Segment Start: Data excerpts
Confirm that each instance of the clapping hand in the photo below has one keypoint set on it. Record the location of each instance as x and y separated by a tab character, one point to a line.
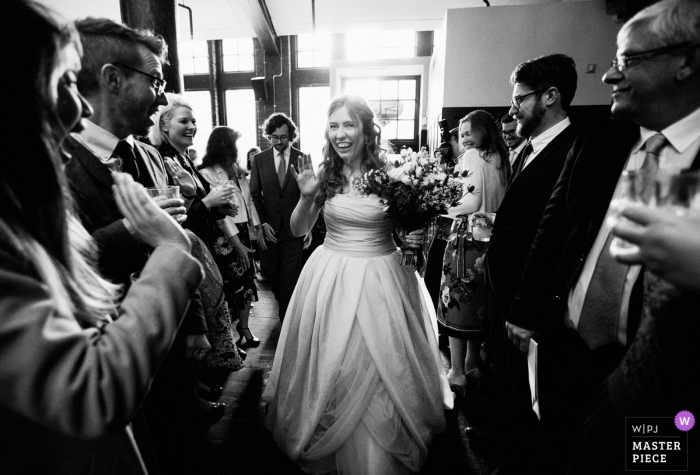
150	222
668	242
414	239
219	196
180	176
305	176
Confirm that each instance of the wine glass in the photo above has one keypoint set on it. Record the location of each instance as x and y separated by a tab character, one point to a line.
482	224
635	188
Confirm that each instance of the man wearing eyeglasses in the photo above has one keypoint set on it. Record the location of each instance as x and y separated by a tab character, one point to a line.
543	89
276	194
514	141
586	306
122	79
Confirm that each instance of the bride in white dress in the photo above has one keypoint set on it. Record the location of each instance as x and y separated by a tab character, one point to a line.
357	385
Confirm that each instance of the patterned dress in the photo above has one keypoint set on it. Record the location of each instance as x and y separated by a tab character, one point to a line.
239	284
462	299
Segment End: Data excerpts
- **Aim of the exercise**
Begin with the line holding "Confirm that each instance of the patterned" and end with the last line of the material. Write out those lines exactly, and only those.

- **Written answer**
Confirm that each instance of the patterned dress in the photo above has one keypoint set on it. Record the location of each instance as x and y separated by a tab character, one point to a line.
239	284
462	299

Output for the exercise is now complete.